══ EXCERPTED PASSAGE

Hinesburg family business binds books, memories and resistance
In a Vermont basement, a family tradition continues
By Ian Kreinsen
VT Community News Service
Marianna Holzer leafed through a carefully bound photo book that tells her family’s story.
On one side, her Swiss grandfather passed the bookbinding tradition on to his son, who passed it on to her.
On the other side, her German mother’s family resisted Adolf Hitler’s regime.
Today, Holzer and her husband, Rik Palieri, run the Holzer Book Bindery from their basement in Hinesburg.
For Holzer, bookbinding is more than just a business — it’s a bridge to the past and a way to safeguard a legacy of activism.
“Preserving books means preserving our history, so it all ties together,” she said.
Her Swiss grandfather, Ulrich Holzer, learned the trade in Italy. But during his time there, a wave of disease and anti-foreigner scapegoating forced him to flee.
He fled on a boat bound for the Holy Land, but when sickness broke out onboard, he was cast ashore along with the dead in Gibraltar. A passerby heard him crying for water, and he wound up on a different ship headed for Boston.
Without speaking English or having any documentation, he gravitated toward a community of Italian speakers, who helped him establish a book bindery in Hyde Park. His son Albert later took over the business. Marianna Holzer spent her early childhood in the shop.
When the bindery closed in the 1960s, the family ended up in Putney. Then, Albert Holzer died when Marianna was just 11.
Still, her mother understood the craft and helped pass it on to her daughter.
“She started in a walkout basement, like this,” she said, “binding books for friends. She taught me some basic things.”
Her mother, Christel Holzer, came from a family of Nazi resisters in Germany. At one point, soldiers burnt her grandfather’s books on his lawn. She believes that her aunt — a fierce anti-Nazi — was murdered for helping her husband escape from a concentration camp.
During that regime, Christel Holzer learned bookbinding as an act of resistance.
“She decided to go into something that maybe Hitler couldn’t twist around. So, she studied arts and crafts,” Marianna Holzer said. “While she was doing that, she learned bookbinding.”
After immigrating to America, Christel Holzer was hired by Albert Holzer’s bindery. The two later married.

════
══ SUPPLIED ENTRIES

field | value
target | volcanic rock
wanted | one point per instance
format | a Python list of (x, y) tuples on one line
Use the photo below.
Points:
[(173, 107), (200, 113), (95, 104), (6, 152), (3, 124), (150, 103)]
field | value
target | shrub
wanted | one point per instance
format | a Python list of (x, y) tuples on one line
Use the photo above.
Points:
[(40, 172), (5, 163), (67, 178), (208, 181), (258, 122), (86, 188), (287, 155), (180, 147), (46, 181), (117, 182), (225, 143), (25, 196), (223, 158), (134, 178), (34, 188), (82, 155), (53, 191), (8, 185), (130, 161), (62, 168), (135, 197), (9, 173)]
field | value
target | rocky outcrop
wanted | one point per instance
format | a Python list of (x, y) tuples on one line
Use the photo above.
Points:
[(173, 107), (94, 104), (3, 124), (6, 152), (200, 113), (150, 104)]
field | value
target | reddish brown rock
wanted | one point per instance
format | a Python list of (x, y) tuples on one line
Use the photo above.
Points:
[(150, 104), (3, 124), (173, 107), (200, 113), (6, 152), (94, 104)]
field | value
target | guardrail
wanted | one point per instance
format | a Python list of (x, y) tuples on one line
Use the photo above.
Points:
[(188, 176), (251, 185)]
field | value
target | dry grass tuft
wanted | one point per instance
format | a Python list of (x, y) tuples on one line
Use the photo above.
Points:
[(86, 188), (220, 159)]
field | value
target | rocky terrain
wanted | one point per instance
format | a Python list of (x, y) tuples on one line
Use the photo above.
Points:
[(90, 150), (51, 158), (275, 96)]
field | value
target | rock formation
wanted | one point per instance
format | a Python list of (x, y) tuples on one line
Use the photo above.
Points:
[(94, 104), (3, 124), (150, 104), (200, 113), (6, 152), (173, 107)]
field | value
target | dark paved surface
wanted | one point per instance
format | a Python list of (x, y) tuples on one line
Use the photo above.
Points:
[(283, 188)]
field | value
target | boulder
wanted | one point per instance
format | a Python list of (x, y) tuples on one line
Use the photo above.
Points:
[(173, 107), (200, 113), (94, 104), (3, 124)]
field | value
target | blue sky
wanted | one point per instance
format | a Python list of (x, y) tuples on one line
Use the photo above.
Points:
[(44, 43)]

════
══ SUPPLIED ENTRIES

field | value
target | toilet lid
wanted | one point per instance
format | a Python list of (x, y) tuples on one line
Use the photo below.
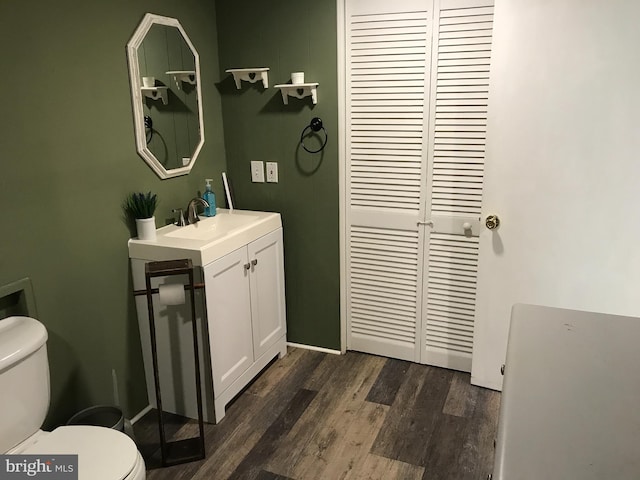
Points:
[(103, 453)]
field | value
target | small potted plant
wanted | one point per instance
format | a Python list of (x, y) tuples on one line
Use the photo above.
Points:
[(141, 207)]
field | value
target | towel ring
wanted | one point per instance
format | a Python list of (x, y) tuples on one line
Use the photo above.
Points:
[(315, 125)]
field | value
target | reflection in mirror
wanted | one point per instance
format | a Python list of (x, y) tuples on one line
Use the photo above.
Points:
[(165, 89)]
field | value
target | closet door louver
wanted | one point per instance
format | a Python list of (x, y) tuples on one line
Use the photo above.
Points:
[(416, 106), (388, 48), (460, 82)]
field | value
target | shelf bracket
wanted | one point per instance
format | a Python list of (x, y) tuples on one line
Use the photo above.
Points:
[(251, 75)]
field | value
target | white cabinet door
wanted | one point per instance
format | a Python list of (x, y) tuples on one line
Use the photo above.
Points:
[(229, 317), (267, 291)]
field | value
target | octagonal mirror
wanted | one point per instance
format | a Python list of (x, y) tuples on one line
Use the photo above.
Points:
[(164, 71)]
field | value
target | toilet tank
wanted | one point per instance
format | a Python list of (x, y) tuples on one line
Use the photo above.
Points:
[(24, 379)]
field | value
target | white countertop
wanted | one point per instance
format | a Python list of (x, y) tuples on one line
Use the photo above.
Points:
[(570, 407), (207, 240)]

════

■ **REQUIRED ACTIONS**
A) In the article about the Hinesburg family bindery, where was Ulrich Holzer put ashore after sickness broke out on his boat?
B) Carry on the article about the Hinesburg family bindery from its last sentence.

■ **RESPONSE LIST**
A) Gibraltar.

B)
Like Christel Holzer, musician Rik Palieri also got swept up in the Holzer family business.
When he and Marianna Holzer started dating, Palieri spent most of his spare time with her at the Brown River Bindery, where she worked before going independent.
“I realized I not only needed to be a musician, but I also had to help out to make this relationship work,” he said.
Today, Palieri is fully integrated into the bindery. Holzer handles the technical work — taking precise measurements and making repairs — while Palieri contributes to the artistic side of the trade.
Holzer converted her basement into a shop in 2008 and opened the binding business in 2010. Fifteen years later, tarnished tools, sheets of gold leaf and strips of leather clutter the workspace where she breathes new life into time-worn books.
Yet, her shop is not just a curious relic from the previous century. Business is booming.
“I don’t advertise,” she said. “But people keep finding me.”
Customers particularly turned out during the pandemic.
“People were going into their attics, finding old books and thinking, ‘We should do something with this.’ They’d call me up, and I’d meet them outside, even in the winter,” she said.
Holzer receives anything from used Bibles to cookbooks to beloved Harry Potter books. Often, they have notes scribbled in the margin, bits of food and wine stains.
“One of the weirder books I did was a mechanics manual from the sixties,” Palieri said. “It was all greasy, but it reminded him of working on cars with his father.”
“Most of the books I work on are not valuable,” Holzer said. “We’re more about sentimental value.”
Sentimentality extends beyond Holzer’s customers. Above her studio, she keeps a collection of professional books from her family and childhood, including a Brothers Grimm volume her father used to read to her as a child.
Next to her bookcase, she keeps a sign reading “resist.” Inspired by her mother, Holzer often attends protests and voices her opinions about the current presidential administration.
For Holzer, the bind between books, memory, resistance and human connection is clear.
“Books hold our history, hold information and enable people to imagine and see themselves as others when they feel isolated and alone,” she said.